● PROBLEM DETAILS
Examine each line of the listing below. Copy those in which the string "Indicate" appears.

═════ DATASET ENTRIES ═════

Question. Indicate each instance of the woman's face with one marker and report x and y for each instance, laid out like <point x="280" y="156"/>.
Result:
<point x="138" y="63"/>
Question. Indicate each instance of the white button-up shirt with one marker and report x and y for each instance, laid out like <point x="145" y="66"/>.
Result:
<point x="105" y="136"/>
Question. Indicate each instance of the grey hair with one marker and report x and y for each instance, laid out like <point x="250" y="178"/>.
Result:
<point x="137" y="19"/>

═════

● SOLUTION TO THE PROBLEM
Question. Indicate each instance of the woman's face with one marker and report x and y for each instance, laid out like <point x="280" y="156"/>.
Question. Indicate each instance of the white button-up shirt with one marker and report x and y for each instance, laid out like <point x="145" y="66"/>.
Question. Indicate each instance of the grey hair with one marker and report x and y for each instance, laid out like <point x="250" y="178"/>.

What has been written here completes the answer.